[EXERCISE PASSAGE]
Getting into medical school is not easy: the competition is fierce, and sometimes
events do not work out as planned. Your GPA may be a bit soft, or your MCAT scores
weak, or you haven t been able to hook up with a research or medical service opportunity.
Or perhaps you are considering a change in career: you already have a baccalaureate
degree, but need the prereqs for medical school.
If you find yourself in one of these situations, you might consider applying to a
post-baccalaureate program. Some of these programs are oriented towards academic record-enhancement,
some towards career changing, some toward underrepresented groups, some towards economically
or educationally disadvantaged groups.
The AAMC (American Association of Medical Colleges) has a search pagedevoted to post baccalaureate programs. From this search page I have listed the California
postbac programs oriented towards career changing, but several of these bill themselves
as record enhancement programs as well.
Another California post-bac program oriented towards the economically or educationally
disadvantaged is the California Postbaccalaurate Consortium. This program mostly caters to UC graduates, but does admit a small number of CSU
students each year.
Caribbean Medical Schools
There are two medical schools in the Caribbean that might be considered Plan B options:
St. George s University in Grenada, West Indies, and Ross University in the Commonwealth of Dominica. Students admitted to St. George s have an average
GPA of 3.34, and an average MCAT of 28. At Ross, the average GPA is 3.4, with a range
of 2.7 - 4, but for early admission they require at least an overall GPA of 3.0 and
a science GPA (BCPM) of 3.25, with an MCAT score of at least 24.
A recent CSUF graduate has written me a not too flattering account of his experiences
at Ross, and implies it should be a last-place choice of those who simply have no
other options. He writes "The highest success rates [of graduates of off-shore schools]
are for those desiring to go into specialities like internal medicine, family medicine,
psychiatry, pediatrics, and perhaps OB/GYN. For people who want to go into popular
and competitive fields, like surgery, emergency medicine, plastic surgery, orthopedics,
or ophthalmology, the best bet is to not go offshore." He also said that the school
administration was poorly run and not very helpful, a sentiment shared by others on
Web reviews ( here and here). You should do your homework to get other points of view; others have written more
favorable reviews of these off-shore schools.
Other Health Careers
After you have explored the cost and time of becoming a practicing MD (or DO), and
have assessed your chances for success in a very competitive and very rigorous field,
you may want to investigate these health related careers:podiatrist, pharmacist, veterinarian,
optometrist, physician assistant, Nurse or clinical Lab Technician, Ph.D.
[/EXERCISE PASSAGE]
[DATA EXTRACTS]
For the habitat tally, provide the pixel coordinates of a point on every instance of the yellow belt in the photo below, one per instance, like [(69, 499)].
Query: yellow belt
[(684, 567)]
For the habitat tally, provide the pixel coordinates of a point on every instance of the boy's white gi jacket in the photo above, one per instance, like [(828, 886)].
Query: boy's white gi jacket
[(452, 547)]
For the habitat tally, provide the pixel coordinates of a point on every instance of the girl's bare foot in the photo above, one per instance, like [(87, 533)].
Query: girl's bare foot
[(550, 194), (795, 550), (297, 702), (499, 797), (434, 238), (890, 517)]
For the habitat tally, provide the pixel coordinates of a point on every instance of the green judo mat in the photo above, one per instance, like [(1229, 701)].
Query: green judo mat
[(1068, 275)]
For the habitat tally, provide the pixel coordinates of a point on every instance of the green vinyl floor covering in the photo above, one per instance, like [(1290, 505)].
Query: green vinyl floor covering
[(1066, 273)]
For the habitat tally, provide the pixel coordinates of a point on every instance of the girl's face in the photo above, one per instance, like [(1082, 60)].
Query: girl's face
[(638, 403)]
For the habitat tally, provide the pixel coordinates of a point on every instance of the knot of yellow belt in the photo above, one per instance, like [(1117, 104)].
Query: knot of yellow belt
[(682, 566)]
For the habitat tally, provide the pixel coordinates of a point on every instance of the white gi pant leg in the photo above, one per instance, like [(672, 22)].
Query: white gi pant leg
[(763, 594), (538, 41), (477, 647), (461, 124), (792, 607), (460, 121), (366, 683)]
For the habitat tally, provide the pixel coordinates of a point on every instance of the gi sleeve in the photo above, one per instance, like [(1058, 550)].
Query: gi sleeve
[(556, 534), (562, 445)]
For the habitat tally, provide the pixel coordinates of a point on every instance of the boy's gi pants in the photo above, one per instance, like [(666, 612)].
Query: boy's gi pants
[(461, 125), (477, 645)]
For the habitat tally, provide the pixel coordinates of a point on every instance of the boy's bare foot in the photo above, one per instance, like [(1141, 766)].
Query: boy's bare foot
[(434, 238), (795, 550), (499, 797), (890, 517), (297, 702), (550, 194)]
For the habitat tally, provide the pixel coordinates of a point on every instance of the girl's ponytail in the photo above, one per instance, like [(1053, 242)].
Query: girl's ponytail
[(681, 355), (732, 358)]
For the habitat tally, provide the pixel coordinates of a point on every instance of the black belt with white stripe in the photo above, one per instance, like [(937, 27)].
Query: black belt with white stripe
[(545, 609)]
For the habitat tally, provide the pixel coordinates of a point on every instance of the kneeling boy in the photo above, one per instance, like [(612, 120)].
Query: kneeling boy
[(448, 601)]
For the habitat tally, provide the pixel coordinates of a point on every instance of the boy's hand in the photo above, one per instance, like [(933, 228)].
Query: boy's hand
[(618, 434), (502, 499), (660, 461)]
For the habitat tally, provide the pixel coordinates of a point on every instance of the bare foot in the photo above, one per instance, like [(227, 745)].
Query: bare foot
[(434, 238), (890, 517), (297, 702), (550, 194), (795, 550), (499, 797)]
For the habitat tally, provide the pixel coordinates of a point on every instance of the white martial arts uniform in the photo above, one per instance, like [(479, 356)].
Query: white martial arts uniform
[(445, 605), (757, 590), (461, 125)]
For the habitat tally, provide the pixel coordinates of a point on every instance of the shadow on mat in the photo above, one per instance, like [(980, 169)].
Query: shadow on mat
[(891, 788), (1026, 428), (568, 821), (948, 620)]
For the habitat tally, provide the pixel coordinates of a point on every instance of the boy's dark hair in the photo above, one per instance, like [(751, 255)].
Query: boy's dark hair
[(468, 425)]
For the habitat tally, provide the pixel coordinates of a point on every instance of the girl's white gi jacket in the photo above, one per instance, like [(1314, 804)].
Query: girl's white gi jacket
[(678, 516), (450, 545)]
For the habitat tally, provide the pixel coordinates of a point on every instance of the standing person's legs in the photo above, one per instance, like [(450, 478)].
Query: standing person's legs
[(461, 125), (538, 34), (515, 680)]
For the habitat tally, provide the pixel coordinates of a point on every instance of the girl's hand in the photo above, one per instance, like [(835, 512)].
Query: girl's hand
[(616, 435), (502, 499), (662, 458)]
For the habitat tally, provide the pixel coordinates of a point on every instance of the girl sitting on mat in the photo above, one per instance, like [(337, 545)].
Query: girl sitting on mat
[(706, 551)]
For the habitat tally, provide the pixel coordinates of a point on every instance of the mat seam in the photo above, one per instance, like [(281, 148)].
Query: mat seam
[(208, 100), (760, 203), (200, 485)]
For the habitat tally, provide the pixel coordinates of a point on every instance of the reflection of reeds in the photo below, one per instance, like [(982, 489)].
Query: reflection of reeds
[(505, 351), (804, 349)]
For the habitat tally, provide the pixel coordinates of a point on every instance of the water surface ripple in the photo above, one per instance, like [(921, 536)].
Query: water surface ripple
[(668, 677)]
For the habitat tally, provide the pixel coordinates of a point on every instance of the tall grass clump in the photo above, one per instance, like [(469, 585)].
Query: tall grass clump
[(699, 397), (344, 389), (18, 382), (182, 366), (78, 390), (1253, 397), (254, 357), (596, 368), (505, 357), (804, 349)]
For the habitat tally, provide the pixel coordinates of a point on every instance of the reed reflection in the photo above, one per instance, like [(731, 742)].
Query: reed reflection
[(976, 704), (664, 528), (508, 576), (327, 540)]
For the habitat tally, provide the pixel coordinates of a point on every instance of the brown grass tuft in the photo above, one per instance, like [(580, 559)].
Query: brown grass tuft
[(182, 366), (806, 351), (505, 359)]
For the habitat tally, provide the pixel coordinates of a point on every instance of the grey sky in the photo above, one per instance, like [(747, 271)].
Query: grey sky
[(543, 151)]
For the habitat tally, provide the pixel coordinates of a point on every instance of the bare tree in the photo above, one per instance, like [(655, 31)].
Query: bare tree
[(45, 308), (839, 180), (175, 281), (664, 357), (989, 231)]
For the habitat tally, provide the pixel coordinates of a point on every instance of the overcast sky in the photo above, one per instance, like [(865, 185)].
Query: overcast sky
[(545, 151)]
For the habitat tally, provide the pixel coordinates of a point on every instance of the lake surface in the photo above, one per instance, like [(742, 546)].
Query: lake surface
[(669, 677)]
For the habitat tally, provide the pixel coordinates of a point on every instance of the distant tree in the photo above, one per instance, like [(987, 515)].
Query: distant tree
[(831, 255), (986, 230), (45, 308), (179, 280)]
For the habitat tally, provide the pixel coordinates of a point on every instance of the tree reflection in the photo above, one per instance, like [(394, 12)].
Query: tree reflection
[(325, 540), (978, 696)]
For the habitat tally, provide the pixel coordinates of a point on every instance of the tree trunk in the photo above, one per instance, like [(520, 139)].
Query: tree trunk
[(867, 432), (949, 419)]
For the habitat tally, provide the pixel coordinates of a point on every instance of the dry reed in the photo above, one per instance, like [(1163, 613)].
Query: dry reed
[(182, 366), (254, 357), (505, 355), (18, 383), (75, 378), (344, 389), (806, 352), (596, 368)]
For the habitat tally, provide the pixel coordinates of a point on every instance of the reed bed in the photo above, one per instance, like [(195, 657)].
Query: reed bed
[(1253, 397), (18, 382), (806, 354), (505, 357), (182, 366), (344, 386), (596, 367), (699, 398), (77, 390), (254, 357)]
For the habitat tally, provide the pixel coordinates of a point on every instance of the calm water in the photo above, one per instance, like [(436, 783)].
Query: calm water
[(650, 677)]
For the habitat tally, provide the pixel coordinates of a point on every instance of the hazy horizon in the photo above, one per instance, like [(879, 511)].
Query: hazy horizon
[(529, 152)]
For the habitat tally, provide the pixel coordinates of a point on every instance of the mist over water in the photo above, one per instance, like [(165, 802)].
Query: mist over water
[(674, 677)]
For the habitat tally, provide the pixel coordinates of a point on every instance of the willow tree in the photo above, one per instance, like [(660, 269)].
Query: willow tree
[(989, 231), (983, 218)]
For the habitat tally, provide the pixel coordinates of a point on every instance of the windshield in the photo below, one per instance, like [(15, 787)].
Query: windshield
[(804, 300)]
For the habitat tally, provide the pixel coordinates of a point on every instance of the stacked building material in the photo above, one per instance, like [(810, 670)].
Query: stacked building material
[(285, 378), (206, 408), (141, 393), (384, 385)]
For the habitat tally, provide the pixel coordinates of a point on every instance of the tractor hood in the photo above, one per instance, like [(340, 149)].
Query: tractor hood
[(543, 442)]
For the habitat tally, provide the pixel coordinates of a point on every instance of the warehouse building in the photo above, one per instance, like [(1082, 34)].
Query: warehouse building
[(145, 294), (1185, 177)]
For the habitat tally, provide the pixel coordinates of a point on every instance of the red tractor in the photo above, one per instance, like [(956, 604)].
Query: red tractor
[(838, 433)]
[/DATA EXTRACTS]
Say yes or no to whether each statement agrees with the medical school passage, and quote the words from it that settle each one: (a) Ross requires an MCAT score of at least 24 for early admission. (b) The California Postbaccalaurate Consortium admits only UC graduates. (c) Students admitted to St. George's have an average GPA of 3.4. The items above stand apart from the medical school passage.

# COMPLETED EXERCISE
(a) Yes: "with an MCAT score of at least 24"
(b) No: "does admit a small number of CSU students each year"
(c) No: "an average GPA of 3.34"